| Excerpt |
****************

Vroom’s revenue was higher than anticipated, but the used-car seller lost more money than expected.

Gabby Jones/Bloomberg

Tight supplies and soaring prices for new cars continue to have ripple effects on the market for used vehicles, and the companies that sell them. A disastrous set of financial results from the online used-car company Vroom highlights the issue.

Used vehicles and parts are scarcer because consumers who can’t find new cars to buy at rational prices are holding on to their vehicles longer. Late Monday, Vroom said it lost 95 cents a share in the fourth quarter, wider than the Wall Street forecast at 77 cents, while gross profit per car sold dropped almost in half, to $473 from $878 a year ago. Vroom said the decline reflected higher acquisition costs for premium vehicles, plus higher reconditioning costs due to labor shortages and “elevated demand” at third-party reconditioning services.

The bigger-than-expected loss came even though revenue came in at $934.5 million, up 130% from a year ago, and ahead of the Street consensus forecast of $901.9 million. That includes $738.7 million from the company’s core e-commerce unit, up 159.2%. (The company also sells some cars wholesale and through more traditional retail outlets.) Vroom (ticker: VRM) sold 21,243 cars through the e-commerce segment in the quarter, up 92.7% from a year earlier. 

Compounding matters, Vroom sees first-quarter revenue of $875 million, well below the previous Street consensus at $1.04 billion. Management expects e-commerce unit sales in the 18,000 to 19,000 range.

****************

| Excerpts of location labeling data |
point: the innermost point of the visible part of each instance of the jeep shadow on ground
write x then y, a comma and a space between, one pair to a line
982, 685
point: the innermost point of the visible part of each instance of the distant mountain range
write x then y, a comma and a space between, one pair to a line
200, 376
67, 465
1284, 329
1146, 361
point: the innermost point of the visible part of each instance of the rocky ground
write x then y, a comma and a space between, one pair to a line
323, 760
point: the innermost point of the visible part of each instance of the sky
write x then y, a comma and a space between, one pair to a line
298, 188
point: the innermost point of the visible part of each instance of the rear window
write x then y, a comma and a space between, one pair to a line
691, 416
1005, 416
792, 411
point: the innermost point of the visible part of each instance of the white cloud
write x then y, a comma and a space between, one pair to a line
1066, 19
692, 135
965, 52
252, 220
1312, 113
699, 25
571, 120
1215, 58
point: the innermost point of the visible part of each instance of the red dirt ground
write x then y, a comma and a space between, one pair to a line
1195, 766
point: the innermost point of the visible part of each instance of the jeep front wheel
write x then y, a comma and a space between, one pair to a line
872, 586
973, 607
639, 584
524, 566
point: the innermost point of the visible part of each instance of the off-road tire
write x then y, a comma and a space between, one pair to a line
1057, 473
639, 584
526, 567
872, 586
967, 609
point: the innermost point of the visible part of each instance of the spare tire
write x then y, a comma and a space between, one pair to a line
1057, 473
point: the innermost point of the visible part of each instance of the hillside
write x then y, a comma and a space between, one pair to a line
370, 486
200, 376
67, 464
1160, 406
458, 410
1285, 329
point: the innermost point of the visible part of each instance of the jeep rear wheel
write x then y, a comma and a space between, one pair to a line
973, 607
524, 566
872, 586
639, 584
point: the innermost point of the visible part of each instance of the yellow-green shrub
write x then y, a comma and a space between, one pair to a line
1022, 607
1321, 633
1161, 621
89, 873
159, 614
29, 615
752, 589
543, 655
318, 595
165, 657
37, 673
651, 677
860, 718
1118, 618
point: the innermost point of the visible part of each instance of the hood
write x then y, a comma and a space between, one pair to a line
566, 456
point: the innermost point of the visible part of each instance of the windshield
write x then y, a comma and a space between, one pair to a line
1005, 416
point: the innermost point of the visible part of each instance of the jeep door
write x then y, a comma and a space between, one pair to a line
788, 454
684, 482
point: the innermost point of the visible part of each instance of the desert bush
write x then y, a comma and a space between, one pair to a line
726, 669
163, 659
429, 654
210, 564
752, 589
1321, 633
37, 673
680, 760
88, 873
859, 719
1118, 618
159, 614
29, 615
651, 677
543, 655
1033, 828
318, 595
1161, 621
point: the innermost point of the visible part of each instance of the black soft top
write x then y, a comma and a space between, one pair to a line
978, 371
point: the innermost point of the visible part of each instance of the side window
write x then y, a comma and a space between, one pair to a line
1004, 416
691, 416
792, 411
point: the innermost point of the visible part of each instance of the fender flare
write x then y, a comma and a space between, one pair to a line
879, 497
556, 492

****************

| Work to complete |
1. Quote the Vroom article word for word, everything from "Tight supplies and" down to "third-party reconditioning services.".
2. Answer these questions from the Vroom article:
(a) How much did Vroom lose per share in the fourth quarter?
(b) How many cars did Vroom sell through its e-commerce segment in the quarter?
(c) What first-quarter revenue does Vroom expect?
3. Carry on writing the Vroom article after its last sentence.
These rows have no connection to the Vroom article.

| Answers per task |
1.
Tight supplies and soaring prices for new cars continue to have ripple effects on the market for used vehicles, and the companies that sell them. A disastrous set of financial results from the online used-car company Vroom highlights the issue.

Used vehicles and parts are scarcer because consumers who can’t find new cars to buy at rational prices are holding on to their vehicles longer. Late Monday, Vroom said it lost 95 cents a share in the fourth quarter, wider than the Wall Street forecast at 77 cents, while gross profit per car sold dropped almost in half, to $473 from $878 a year ago. Vroom said the decline reflected higher acquisition costs for premium vehicles, plus higher reconditioning costs due to labor shortages and “elevated demand” at third-party reconditioning services.

2.
(a) 95 cents a share
(b) 21,243 cars
(c) $875 million

3.
Responding to the news, Wells Fargo analyst Zachary Fadem cut his rating on the stock to Equal Weight from Overweight, chopping his price target to $6, from $16. “We find our Vroom bull case increasingly difficult to defend,” he said in a research note. The sharp drop in gross profit per vehicle was “yet another operational misstep in a long series of forgettable results” since the company’s June 2020 initial public offering, he said.

“While we are admittedly (and embarrassingly) slow to see the writing on the wall, we believe the macro narrative is too difficult, operational hurdles appear too great, and long-term profit trajectory too uncertain to continue recommending shares,” Fadem said. 

J.P. Morgan analyst Rajat Gupta, who has a Neutral rating on Vroom shares, said the company also missed Street estimates on earnings before interest, taxes, depreciation and amortization, with a loss of $120 million, exceeding the Street’s projection of a loss of $98 million. He seems little hopes for a near-term improvement in investor sentiment, given inconsistent execution, elevated spending levels and an outlook “that remains uncertain in a constrained labor and logistics environment.”

Vroom went public in June 2020 at $22 a share. It opened for trading at $40.24, closing at a record $73.87 in September of that year, but has continued to ratchet lower, and lower. On Tuesday, the stock was off 42%, to $3.53.